YOUR TASK
Swap "stump" for "trunk" in the rows below between the line holding "Target: tree stump top rings" and the line holding "x=180, y=136", inclusive, and give back only those lines with nothing else altered.

SUPPLIED MATERIAL
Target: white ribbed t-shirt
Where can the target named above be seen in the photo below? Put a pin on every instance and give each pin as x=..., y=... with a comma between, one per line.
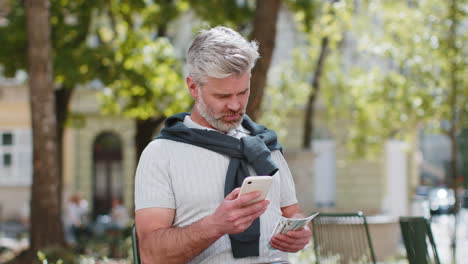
x=190, y=179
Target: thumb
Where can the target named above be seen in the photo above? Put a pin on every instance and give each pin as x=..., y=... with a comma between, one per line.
x=233, y=195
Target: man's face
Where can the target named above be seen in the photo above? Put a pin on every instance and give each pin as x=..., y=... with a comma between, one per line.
x=222, y=102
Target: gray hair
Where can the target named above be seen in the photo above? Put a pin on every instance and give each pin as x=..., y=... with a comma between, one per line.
x=218, y=53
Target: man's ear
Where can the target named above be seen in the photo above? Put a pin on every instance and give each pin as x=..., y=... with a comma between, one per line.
x=192, y=86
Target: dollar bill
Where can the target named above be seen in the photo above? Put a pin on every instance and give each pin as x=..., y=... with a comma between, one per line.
x=285, y=225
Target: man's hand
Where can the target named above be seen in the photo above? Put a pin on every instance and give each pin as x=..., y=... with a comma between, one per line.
x=292, y=241
x=234, y=214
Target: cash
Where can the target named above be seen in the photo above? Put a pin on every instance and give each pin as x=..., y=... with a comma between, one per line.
x=285, y=225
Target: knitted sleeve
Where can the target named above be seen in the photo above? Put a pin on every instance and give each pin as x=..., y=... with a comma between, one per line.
x=288, y=189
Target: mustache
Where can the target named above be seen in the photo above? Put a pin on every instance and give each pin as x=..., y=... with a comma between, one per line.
x=231, y=113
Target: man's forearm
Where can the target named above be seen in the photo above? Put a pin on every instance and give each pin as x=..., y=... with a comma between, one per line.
x=179, y=244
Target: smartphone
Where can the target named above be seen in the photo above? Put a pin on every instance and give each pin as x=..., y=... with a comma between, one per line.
x=256, y=183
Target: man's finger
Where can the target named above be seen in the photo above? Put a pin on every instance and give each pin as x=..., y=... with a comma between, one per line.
x=233, y=195
x=245, y=199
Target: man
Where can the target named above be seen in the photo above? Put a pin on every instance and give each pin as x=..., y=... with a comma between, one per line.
x=186, y=195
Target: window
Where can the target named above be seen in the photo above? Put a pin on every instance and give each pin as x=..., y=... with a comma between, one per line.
x=7, y=139
x=7, y=160
x=15, y=157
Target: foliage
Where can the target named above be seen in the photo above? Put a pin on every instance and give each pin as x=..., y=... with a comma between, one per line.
x=410, y=84
x=72, y=58
x=383, y=80
x=144, y=76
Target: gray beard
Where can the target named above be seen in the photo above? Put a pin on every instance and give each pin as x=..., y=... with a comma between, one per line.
x=213, y=120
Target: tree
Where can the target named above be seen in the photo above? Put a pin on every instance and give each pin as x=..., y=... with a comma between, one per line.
x=266, y=17
x=46, y=227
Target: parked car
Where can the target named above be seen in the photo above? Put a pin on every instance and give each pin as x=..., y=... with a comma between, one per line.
x=441, y=201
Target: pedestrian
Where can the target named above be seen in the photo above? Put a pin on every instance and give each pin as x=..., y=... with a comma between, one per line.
x=186, y=190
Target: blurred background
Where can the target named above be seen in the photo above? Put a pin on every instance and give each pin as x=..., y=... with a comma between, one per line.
x=369, y=98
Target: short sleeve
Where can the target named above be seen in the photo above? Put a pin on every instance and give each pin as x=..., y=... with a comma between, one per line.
x=153, y=187
x=288, y=189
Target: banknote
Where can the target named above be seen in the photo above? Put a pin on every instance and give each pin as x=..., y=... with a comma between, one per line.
x=285, y=225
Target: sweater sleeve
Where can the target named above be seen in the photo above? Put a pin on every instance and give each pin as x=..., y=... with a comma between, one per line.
x=288, y=189
x=153, y=187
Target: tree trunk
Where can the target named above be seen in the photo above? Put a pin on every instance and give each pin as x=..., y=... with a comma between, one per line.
x=266, y=16
x=312, y=98
x=145, y=133
x=46, y=225
x=313, y=95
x=453, y=70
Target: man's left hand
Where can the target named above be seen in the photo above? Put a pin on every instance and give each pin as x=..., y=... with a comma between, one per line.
x=292, y=241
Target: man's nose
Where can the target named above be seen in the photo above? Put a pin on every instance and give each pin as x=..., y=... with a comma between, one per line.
x=233, y=104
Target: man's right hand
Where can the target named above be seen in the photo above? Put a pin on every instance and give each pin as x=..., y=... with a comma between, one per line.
x=235, y=214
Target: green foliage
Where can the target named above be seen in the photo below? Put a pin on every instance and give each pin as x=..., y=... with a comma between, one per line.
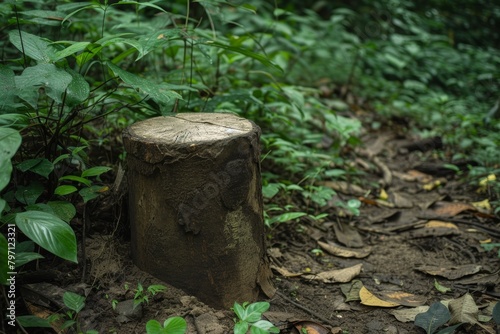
x=141, y=296
x=173, y=325
x=434, y=318
x=249, y=316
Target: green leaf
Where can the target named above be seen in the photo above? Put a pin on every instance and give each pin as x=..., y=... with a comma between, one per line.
x=175, y=325
x=155, y=288
x=65, y=190
x=30, y=193
x=241, y=327
x=261, y=58
x=63, y=209
x=10, y=140
x=70, y=50
x=78, y=90
x=33, y=46
x=52, y=79
x=239, y=311
x=253, y=312
x=74, y=301
x=7, y=88
x=75, y=178
x=49, y=232
x=95, y=171
x=263, y=326
x=158, y=92
x=33, y=321
x=40, y=166
x=3, y=255
x=435, y=317
x=154, y=327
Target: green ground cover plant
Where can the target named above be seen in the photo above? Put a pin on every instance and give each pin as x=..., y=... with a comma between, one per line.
x=73, y=75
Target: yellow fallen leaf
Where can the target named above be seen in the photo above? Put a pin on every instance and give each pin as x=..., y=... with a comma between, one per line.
x=369, y=299
x=485, y=204
x=484, y=181
x=431, y=185
x=383, y=195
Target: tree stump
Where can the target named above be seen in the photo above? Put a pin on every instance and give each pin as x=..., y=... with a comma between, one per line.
x=195, y=204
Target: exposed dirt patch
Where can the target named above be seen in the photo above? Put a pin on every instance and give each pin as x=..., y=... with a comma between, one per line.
x=392, y=231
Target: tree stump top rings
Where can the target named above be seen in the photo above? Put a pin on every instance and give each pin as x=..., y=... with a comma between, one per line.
x=180, y=136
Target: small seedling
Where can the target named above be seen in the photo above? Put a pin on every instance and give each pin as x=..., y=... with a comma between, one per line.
x=141, y=296
x=434, y=318
x=250, y=317
x=173, y=325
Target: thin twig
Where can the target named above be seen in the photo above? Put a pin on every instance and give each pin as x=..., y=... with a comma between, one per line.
x=305, y=309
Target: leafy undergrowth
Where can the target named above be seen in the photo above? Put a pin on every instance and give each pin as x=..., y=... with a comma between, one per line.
x=380, y=135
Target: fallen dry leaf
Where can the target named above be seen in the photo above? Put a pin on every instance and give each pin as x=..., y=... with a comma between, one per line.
x=403, y=298
x=338, y=250
x=369, y=299
x=451, y=209
x=408, y=315
x=337, y=276
x=435, y=228
x=285, y=272
x=451, y=272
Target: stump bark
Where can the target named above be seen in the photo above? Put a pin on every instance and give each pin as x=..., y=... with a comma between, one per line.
x=195, y=204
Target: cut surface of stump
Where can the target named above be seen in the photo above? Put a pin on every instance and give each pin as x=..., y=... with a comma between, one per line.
x=195, y=204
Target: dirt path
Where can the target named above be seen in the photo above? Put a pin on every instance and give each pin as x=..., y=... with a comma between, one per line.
x=420, y=234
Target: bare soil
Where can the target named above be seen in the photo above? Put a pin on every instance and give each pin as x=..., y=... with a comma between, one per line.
x=389, y=238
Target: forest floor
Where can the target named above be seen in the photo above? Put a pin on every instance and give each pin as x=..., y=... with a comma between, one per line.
x=421, y=236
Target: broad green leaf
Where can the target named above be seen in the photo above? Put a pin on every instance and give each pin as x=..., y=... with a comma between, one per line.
x=70, y=50
x=261, y=58
x=239, y=311
x=435, y=317
x=14, y=121
x=3, y=255
x=33, y=46
x=7, y=88
x=241, y=327
x=253, y=312
x=40, y=166
x=175, y=325
x=154, y=327
x=49, y=232
x=463, y=310
x=30, y=193
x=95, y=171
x=65, y=190
x=10, y=140
x=75, y=178
x=78, y=89
x=74, y=301
x=52, y=79
x=62, y=209
x=2, y=205
x=33, y=321
x=158, y=92
x=263, y=326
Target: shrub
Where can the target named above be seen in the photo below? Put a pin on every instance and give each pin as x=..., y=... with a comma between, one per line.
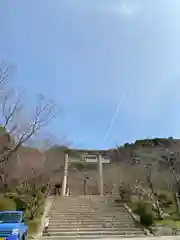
x=147, y=219
x=142, y=207
x=7, y=204
x=125, y=192
x=165, y=198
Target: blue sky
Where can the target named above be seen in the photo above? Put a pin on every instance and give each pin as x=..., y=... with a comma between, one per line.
x=85, y=54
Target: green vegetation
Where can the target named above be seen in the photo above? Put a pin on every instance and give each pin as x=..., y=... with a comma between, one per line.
x=31, y=203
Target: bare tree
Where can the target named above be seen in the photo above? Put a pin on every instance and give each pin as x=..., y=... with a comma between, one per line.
x=18, y=127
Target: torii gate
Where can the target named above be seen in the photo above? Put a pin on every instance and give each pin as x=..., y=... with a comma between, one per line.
x=100, y=161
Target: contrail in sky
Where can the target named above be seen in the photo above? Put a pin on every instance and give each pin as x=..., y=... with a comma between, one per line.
x=114, y=117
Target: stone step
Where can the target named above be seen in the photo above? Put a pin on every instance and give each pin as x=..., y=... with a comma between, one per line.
x=92, y=225
x=95, y=229
x=87, y=221
x=123, y=211
x=88, y=214
x=114, y=237
x=92, y=218
x=97, y=233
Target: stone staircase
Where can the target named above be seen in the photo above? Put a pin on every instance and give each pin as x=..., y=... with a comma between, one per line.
x=90, y=217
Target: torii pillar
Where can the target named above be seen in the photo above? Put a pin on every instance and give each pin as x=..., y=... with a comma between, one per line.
x=65, y=177
x=100, y=173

RESPONSE TO THIS TASK
Target: tree trunk top rings
Where can the target named above be seen in the photo above? Put a pin on every instance and give each pin as x=..., y=... with a comma between, one per line.
x=180, y=136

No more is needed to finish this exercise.